Put every line of the data below into a JSON list of strings, one string per line, leaving out blank lines.

#####

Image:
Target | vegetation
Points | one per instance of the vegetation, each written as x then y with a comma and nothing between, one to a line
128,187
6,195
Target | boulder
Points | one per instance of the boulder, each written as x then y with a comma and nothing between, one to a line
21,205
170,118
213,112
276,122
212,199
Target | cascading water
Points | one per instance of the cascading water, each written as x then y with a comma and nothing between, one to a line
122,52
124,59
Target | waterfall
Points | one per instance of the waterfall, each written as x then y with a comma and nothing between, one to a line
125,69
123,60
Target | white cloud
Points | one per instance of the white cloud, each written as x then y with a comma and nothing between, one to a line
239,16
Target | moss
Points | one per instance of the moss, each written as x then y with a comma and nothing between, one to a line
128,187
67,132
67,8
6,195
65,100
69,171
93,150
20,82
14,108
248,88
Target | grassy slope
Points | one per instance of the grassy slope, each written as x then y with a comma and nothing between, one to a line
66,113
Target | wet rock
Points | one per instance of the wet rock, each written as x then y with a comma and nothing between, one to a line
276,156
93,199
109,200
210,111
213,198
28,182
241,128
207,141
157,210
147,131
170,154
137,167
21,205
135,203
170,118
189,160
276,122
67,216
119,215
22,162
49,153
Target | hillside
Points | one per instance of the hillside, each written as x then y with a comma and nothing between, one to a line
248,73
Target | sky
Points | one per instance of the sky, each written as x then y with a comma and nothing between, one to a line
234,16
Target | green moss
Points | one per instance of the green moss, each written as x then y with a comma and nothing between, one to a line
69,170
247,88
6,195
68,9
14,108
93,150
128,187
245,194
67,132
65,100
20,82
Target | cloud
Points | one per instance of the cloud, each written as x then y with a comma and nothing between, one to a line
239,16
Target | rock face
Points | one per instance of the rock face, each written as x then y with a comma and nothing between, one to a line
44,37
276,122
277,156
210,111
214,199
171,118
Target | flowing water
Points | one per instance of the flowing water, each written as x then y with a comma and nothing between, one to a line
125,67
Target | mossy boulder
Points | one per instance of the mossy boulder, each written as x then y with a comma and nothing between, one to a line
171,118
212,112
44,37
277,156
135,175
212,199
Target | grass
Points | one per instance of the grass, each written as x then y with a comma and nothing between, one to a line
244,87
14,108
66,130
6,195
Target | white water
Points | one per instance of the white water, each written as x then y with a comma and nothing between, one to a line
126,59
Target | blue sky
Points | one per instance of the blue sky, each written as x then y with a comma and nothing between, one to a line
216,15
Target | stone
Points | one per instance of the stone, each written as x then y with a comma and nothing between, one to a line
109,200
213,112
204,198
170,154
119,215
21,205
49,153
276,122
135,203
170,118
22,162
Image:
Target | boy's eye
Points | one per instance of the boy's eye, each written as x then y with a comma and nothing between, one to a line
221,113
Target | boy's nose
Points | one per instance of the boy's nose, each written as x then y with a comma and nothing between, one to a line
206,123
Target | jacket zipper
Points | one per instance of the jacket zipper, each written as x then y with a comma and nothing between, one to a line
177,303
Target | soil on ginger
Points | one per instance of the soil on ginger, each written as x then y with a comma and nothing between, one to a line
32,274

#####

Worked solution:
[
  "Image:",
  "Target | vegetation",
  "Points | one per instance of the vegetation, each written as x then y with a comma and nothing between, one to a line",
  "128,187",
  "6,195",
  "Target | boulder",
  "Points | one per instance of the boulder, each written as x then y with a comma and nothing between, one to a line",
  "21,205",
  "170,118",
  "213,112",
  "276,122",
  "212,199",
  "Target | cascading water",
  "Points | one per instance of the cascading water, each written as x then y with a comma and nothing between, one to a line",
  "122,52",
  "124,59",
  "Target | waterfall",
  "Points | one per instance of the waterfall, each written as x then y with a comma and nothing between, one to a line",
  "125,69",
  "123,60",
  "Target | white cloud",
  "Points | one per instance of the white cloud, each written as x then y with a comma and nothing between, one to a line",
  "239,16",
  "Target | moss",
  "Points | one per instance of the moss, each written as x then y with a comma and nothing between, one to a line",
  "128,187",
  "67,132",
  "67,8",
  "6,195",
  "65,100",
  "69,171",
  "93,150",
  "20,82",
  "14,108",
  "248,88",
  "Target | grassy slope",
  "Points | one per instance of the grassy slope, each written as x then y with a comma and nothing between, one to a line",
  "66,113",
  "Target | wet rock",
  "Points | one per instance of the wet rock, each written as x then y with a comma and nothing between, one to a line",
  "276,156",
  "93,199",
  "109,200",
  "210,111",
  "213,198",
  "28,182",
  "241,128",
  "207,141",
  "157,210",
  "147,131",
  "170,154",
  "137,167",
  "21,205",
  "135,203",
  "170,118",
  "189,160",
  "276,122",
  "67,216",
  "119,215",
  "22,162",
  "49,153",
  "Target | hillside",
  "Points | one per instance of the hillside, each written as x then y with a comma and nothing between, one to a line",
  "248,73",
  "Target | sky",
  "Points | one per instance of the sky, each written as x then y with a comma and nothing between, one to a line",
  "234,16",
  "Target | green moss",
  "Points | one per instance of the green moss, each written as x then y with a comma and nothing between, one to a line",
  "69,170",
  "247,88",
  "6,195",
  "68,9",
  "14,108",
  "93,150",
  "128,187",
  "245,194",
  "67,132",
  "65,100",
  "20,82",
  "Target | cloud",
  "Points | one per instance of the cloud, each written as x then y with a comma and nothing between, one to a line",
  "239,16",
  "Target | rock face",
  "Points | one per instance of the rock face, each written as x then y with a comma and nothing between, one to a line",
  "44,37",
  "276,122",
  "277,156",
  "210,111",
  "214,199",
  "171,118",
  "Target | flowing water",
  "Points | one per instance of the flowing water, each written as x then y with a comma and nothing between, one to a line",
  "125,67",
  "Target | mossy boulder",
  "Points | one per instance of the mossy boulder, each written as x then y with a comma and nothing between, one to a line",
  "171,118",
  "212,112",
  "44,37",
  "277,156",
  "135,175",
  "212,199",
  "Target | grass",
  "Points | one per instance of the grass, each written as x then y with a comma and nothing between, one to a line",
  "244,87",
  "14,108",
  "66,130",
  "6,195",
  "Target | white water",
  "Points | one per instance of the white water, each written as x then y with a comma and nothing between, one to a line",
  "126,59",
  "Target | blue sky",
  "Points | one per instance of the blue sky, each written as x then y with a comma and nothing between, one to a line",
  "216,15",
  "Target | stone",
  "Points | one per instance of the stone, each written as x then y with a comma and nothing between, one to a line",
  "109,200",
  "213,112",
  "204,198",
  "170,154",
  "119,215",
  "21,205",
  "49,153",
  "276,122",
  "135,203",
  "170,118",
  "22,162",
  "Image:",
  "Target | boy's eye",
  "Points | one per instance of the boy's eye, each written as x then y with a comma and nothing between, one to a line",
  "221,113",
  "Target | boy's nose",
  "Points | one per instance of the boy's nose, each written as x then y with a comma and nothing between, one to a line",
  "206,123",
  "Target | jacket zipper",
  "Points | one per instance of the jacket zipper, each written as x then y with a comma and nothing between, one to a line",
  "177,303",
  "Target | soil on ginger",
  "Points | one per instance of the soil on ginger, each written as x then y with a comma and nothing between, one to a line",
  "32,274"
]